# [Material for this task]

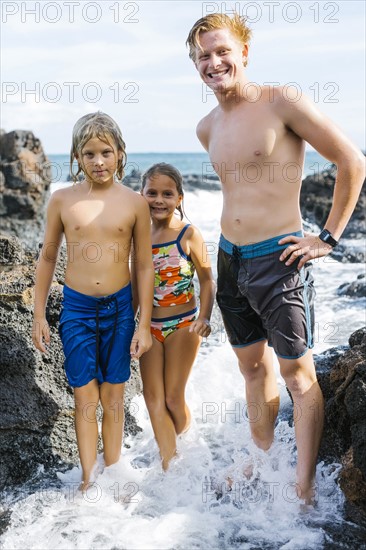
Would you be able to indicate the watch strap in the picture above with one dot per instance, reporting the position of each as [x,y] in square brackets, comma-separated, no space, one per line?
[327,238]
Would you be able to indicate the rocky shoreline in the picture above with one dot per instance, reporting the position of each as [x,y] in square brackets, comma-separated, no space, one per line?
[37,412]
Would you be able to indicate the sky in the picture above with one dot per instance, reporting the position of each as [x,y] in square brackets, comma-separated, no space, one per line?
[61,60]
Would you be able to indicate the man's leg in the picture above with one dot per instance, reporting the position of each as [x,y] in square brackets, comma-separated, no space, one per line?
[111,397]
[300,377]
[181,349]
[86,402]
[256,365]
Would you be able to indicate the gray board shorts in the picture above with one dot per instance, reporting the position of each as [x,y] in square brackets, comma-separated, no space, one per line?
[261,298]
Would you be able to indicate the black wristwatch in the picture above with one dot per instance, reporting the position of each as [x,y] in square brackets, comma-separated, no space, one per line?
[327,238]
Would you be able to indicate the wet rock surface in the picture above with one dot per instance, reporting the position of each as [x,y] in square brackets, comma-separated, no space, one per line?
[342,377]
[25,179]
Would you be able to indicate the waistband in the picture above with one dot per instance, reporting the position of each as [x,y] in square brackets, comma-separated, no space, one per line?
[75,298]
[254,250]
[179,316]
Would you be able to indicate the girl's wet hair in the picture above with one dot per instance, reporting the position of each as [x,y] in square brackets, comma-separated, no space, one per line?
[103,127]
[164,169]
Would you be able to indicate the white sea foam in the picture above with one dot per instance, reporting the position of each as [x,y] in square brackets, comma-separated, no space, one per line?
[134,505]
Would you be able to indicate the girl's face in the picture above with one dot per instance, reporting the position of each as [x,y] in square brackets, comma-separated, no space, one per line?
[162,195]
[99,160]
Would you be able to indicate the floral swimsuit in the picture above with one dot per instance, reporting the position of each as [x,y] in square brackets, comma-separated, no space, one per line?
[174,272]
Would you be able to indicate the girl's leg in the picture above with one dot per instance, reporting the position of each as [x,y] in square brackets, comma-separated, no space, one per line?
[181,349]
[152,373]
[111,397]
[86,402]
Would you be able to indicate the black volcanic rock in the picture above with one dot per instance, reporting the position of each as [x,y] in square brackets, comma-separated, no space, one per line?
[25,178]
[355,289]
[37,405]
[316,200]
---
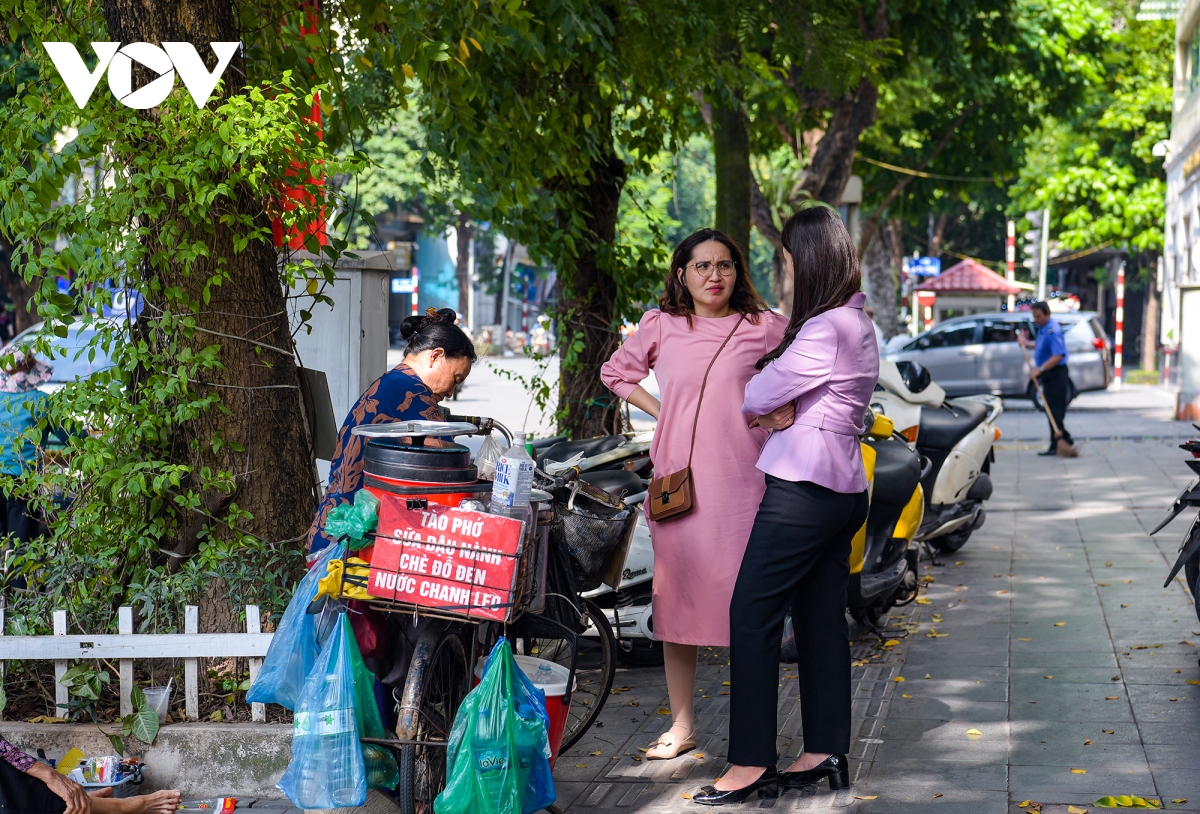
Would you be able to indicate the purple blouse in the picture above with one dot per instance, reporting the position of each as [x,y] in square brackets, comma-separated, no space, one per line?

# [Challenge]
Please count the lines in the records above that contain the word "girl", treating uppercase and lowercase as different. Give only the number.

# [Answer to this task]
3